• Direction
Edit the part of the records that opens with the line containing "Task: point: the row" and closes with the final line of the records. Replace "forest" with "woodland", and keep every other line exactly the same.

• Raw data
--- start ---

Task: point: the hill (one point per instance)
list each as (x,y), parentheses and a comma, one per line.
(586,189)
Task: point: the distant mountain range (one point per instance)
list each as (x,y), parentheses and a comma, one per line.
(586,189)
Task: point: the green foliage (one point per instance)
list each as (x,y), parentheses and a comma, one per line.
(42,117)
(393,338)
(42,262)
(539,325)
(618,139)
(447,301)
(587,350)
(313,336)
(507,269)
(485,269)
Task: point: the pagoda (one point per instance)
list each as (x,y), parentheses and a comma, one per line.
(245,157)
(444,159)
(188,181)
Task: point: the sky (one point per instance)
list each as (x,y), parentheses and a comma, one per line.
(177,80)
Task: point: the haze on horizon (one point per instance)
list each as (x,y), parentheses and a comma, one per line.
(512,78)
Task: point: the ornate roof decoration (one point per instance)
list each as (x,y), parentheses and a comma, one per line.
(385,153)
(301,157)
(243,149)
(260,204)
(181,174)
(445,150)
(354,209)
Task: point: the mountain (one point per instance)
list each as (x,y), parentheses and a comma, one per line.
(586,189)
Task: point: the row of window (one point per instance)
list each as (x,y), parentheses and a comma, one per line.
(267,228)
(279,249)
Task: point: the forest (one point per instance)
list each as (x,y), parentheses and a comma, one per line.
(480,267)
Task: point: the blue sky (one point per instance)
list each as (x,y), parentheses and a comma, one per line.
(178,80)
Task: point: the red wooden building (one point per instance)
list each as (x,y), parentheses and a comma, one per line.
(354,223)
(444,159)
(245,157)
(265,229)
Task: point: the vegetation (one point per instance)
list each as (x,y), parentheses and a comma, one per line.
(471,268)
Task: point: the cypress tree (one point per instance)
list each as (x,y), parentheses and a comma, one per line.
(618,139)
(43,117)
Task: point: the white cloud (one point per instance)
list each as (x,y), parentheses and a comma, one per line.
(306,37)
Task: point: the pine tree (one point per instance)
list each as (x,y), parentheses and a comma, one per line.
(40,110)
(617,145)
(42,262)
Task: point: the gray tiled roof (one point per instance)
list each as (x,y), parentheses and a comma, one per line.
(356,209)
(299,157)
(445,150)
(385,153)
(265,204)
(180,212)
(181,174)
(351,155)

--- end ---

• Answer in full
Task: point: the row of window (one point per instance)
list each as (x,y), parentheses and a comma, one per line.
(267,228)
(279,249)
Task: point: the woodland (one point per instance)
list each as (x,y), parentheses and a comma, one per line.
(480,267)
Task: point: the blue sky (one point per instance)
list each as (x,y), parentheses and a comma, one per line.
(178,80)
Task: point: the red wooden building (one point per instance)
list each as (x,y), parentheses and a comma, one per line.
(354,223)
(444,159)
(245,157)
(265,229)
Task: point: the vegetation (one point per instance)
list each as (x,y), parentheses and a comma, one per line.
(471,268)
Task: point: the cypress tree (one point per instance)
list each as (x,y), parentheses and a comma, one per line.
(618,139)
(43,117)
Task: point: the white cloud (one point per instance)
list each as (x,y), parentheses and a comma, one per line.
(306,37)
Task: point: the pine tree (one point per instance)
list each as (x,y), parentheses and a comma, one per line.
(40,110)
(617,145)
(42,262)
Task: point: the gray tiled roof (one point per instance)
list each as (x,y), parentheses and a comma, one per line.
(356,209)
(299,157)
(445,150)
(385,153)
(265,204)
(180,212)
(181,174)
(351,155)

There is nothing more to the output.